(THE DATA Opens)

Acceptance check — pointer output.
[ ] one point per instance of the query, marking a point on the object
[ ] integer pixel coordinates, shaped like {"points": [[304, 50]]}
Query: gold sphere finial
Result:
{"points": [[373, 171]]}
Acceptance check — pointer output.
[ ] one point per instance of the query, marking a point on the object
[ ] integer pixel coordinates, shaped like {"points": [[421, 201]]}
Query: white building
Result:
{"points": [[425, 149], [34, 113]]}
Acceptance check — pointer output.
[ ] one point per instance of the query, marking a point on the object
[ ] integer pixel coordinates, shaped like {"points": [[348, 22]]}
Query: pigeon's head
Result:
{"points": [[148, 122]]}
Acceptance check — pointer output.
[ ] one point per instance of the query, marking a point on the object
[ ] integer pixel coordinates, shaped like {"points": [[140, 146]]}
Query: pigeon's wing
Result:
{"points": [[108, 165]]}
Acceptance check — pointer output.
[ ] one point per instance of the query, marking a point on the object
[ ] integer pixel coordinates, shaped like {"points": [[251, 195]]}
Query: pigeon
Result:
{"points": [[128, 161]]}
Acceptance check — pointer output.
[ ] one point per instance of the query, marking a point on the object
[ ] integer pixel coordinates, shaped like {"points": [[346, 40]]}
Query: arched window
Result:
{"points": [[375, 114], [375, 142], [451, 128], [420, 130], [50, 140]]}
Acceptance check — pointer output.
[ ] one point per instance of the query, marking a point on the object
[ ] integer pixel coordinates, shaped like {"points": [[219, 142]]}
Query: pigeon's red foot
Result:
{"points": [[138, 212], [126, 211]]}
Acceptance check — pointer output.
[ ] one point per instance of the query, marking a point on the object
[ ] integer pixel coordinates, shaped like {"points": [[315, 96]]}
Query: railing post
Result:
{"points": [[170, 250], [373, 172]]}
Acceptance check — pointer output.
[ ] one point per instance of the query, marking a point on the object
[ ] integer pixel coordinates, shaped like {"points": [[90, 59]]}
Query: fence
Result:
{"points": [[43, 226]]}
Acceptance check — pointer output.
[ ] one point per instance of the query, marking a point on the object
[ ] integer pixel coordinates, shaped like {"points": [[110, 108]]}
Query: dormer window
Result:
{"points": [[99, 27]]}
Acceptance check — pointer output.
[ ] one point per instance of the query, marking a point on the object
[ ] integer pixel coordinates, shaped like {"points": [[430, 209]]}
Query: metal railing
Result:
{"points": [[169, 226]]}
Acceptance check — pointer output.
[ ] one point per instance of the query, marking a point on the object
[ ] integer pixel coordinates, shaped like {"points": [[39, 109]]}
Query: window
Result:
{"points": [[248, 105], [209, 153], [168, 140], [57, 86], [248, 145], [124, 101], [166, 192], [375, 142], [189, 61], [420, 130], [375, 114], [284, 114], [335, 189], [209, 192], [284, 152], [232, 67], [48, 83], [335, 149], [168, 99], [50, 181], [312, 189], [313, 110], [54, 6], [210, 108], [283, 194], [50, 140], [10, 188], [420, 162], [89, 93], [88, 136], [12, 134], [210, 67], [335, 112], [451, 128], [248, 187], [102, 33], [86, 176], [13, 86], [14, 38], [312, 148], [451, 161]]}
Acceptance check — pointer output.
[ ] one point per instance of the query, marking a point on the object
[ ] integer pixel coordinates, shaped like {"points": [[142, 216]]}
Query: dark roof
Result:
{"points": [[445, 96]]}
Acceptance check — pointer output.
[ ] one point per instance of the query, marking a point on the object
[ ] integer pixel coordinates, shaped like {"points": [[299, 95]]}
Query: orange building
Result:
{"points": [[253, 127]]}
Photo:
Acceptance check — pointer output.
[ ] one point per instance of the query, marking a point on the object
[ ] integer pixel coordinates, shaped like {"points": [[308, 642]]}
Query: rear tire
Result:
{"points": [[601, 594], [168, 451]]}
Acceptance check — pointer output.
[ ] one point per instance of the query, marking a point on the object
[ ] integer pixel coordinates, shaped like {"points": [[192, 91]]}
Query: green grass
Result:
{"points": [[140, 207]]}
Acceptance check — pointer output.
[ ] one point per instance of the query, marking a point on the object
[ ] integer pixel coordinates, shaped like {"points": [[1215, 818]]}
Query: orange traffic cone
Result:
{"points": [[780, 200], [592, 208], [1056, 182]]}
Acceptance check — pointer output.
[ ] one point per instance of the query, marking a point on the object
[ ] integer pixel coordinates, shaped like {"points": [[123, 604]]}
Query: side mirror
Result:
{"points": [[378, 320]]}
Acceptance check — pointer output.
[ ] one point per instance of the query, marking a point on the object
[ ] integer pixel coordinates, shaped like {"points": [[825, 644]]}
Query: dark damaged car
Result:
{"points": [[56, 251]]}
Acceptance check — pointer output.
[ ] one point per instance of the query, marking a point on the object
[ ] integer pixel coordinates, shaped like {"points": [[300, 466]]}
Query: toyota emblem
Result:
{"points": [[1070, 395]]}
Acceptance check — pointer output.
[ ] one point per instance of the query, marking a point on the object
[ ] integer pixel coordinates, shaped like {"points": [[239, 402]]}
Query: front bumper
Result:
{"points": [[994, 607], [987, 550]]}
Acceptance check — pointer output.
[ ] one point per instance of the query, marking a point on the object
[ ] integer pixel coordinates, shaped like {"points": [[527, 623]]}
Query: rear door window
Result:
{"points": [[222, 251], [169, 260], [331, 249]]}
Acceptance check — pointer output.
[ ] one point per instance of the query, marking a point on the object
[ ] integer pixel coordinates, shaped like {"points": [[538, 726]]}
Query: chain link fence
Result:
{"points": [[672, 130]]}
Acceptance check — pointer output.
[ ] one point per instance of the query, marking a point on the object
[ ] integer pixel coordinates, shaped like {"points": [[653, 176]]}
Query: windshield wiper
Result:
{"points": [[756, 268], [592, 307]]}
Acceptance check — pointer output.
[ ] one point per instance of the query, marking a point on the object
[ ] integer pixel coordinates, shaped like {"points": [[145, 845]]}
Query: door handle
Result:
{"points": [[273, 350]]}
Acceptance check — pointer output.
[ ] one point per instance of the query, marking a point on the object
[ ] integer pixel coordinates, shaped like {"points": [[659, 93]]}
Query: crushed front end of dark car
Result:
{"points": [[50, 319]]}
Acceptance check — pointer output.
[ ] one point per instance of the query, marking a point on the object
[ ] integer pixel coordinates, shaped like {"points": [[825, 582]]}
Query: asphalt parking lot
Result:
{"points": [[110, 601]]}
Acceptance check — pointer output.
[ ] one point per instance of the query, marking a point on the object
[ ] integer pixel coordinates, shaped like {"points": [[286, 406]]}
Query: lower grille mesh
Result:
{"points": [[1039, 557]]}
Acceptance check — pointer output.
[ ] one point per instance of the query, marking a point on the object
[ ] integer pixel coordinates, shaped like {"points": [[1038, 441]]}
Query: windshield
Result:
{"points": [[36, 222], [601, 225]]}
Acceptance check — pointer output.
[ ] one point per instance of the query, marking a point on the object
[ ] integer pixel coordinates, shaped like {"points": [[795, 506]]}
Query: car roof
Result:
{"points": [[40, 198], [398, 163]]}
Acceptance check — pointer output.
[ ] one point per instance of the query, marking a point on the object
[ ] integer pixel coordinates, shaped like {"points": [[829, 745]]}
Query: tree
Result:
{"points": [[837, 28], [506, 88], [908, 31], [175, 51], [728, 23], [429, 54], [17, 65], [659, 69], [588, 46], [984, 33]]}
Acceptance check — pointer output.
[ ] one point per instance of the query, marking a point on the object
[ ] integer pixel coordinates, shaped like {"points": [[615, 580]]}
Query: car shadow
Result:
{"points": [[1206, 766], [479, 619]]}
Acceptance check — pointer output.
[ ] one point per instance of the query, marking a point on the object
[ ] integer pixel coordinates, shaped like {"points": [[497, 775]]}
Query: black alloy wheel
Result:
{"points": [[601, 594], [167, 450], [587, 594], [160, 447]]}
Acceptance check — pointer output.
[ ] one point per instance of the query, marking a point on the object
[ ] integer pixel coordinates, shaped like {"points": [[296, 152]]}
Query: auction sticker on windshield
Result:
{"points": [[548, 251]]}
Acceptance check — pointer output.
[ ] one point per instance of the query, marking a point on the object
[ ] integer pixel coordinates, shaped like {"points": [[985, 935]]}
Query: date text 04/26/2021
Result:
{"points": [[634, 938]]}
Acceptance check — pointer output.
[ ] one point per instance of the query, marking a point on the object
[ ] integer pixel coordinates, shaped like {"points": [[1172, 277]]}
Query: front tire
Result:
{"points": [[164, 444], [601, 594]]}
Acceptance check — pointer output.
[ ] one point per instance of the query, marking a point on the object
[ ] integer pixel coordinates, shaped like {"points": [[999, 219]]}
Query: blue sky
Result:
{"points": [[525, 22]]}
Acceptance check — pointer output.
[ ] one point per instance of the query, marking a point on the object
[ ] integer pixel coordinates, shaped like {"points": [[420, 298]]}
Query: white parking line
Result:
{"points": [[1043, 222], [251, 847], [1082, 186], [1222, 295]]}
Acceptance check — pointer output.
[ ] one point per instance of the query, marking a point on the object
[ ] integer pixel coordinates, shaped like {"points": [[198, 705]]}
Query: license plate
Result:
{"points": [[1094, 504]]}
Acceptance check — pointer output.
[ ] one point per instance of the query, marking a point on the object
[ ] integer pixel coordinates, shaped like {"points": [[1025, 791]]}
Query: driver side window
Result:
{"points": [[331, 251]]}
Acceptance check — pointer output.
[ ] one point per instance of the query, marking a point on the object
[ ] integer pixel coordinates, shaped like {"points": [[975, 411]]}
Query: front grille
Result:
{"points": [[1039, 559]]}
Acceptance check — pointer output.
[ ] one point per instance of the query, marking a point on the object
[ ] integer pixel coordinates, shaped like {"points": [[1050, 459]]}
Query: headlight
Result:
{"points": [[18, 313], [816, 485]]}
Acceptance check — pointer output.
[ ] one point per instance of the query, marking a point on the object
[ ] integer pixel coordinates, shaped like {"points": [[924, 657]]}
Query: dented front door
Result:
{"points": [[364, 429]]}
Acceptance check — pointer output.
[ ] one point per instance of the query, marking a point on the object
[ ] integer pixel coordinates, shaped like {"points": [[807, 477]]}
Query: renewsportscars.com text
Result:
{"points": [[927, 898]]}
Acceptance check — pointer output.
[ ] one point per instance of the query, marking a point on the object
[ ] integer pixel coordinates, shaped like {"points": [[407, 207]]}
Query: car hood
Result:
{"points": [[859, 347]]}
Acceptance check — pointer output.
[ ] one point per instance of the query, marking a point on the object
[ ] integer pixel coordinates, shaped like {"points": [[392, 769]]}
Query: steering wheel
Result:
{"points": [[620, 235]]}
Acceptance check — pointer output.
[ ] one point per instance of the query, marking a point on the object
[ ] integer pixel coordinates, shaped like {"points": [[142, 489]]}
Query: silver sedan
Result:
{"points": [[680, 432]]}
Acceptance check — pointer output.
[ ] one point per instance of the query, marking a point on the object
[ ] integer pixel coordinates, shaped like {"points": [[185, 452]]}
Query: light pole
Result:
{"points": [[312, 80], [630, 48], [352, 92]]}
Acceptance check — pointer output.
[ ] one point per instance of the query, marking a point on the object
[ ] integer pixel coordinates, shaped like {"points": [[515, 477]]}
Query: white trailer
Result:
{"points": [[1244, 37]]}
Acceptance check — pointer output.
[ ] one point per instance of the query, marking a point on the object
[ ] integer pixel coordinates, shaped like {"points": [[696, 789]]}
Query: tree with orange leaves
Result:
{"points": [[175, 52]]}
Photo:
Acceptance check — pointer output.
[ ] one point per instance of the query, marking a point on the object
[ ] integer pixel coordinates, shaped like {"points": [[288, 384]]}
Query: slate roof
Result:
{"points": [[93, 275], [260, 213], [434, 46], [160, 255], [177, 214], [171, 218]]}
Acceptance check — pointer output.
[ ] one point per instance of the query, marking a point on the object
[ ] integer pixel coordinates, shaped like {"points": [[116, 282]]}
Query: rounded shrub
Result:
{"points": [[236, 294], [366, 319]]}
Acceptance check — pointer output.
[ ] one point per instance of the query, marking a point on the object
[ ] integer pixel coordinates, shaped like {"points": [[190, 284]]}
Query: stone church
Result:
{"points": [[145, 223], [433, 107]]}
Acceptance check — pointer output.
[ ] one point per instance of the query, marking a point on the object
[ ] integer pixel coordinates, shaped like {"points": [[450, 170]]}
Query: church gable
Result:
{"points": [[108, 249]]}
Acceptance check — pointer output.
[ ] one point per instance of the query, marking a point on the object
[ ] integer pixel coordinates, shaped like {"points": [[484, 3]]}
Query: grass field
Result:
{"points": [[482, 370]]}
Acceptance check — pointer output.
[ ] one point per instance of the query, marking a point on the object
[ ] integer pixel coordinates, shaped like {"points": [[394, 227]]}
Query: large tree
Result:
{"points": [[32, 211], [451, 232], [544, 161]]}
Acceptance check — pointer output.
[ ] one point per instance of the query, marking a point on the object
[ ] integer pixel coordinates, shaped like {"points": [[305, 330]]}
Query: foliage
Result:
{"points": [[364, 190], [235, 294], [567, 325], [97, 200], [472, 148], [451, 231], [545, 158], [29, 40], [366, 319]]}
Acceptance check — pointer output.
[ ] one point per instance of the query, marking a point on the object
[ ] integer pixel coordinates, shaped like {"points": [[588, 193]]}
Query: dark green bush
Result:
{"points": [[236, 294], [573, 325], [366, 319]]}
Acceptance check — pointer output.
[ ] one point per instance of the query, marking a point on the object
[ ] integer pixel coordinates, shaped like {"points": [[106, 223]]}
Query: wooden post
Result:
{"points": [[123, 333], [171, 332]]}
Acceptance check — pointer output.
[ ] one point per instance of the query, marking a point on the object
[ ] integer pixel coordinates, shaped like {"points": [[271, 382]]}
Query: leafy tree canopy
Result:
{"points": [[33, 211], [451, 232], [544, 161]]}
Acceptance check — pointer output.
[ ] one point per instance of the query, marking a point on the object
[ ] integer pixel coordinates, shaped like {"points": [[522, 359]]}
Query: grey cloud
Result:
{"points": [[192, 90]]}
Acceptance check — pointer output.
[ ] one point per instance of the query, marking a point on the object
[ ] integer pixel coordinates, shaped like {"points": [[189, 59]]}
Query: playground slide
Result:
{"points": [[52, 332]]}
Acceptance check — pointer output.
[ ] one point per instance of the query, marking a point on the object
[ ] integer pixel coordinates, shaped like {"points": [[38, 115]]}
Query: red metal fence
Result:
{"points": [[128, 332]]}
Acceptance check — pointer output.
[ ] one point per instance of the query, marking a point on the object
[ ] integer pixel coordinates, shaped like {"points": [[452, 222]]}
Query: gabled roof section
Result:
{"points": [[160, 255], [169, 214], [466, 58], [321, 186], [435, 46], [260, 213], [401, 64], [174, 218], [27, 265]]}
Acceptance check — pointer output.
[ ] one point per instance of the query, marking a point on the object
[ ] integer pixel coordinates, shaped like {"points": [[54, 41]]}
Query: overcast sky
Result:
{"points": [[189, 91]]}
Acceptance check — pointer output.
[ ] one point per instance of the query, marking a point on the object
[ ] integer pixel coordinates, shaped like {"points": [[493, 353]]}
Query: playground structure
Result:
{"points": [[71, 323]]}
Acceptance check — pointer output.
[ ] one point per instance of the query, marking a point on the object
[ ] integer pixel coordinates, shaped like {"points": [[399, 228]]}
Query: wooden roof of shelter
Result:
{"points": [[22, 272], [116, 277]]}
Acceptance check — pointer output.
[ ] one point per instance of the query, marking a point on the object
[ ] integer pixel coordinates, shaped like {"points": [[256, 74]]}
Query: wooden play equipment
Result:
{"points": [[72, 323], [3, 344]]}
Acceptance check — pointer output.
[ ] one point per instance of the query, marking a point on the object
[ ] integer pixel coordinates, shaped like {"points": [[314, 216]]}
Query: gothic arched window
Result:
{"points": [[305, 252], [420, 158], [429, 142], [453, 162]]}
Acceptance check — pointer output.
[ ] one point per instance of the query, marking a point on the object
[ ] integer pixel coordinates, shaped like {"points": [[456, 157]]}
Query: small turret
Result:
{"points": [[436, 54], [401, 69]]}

(THE DATA Closes)

Of the records above, copy each line that includes "arched".

YOUR SOLUTION –
Query: arched window
Query: gothic arched window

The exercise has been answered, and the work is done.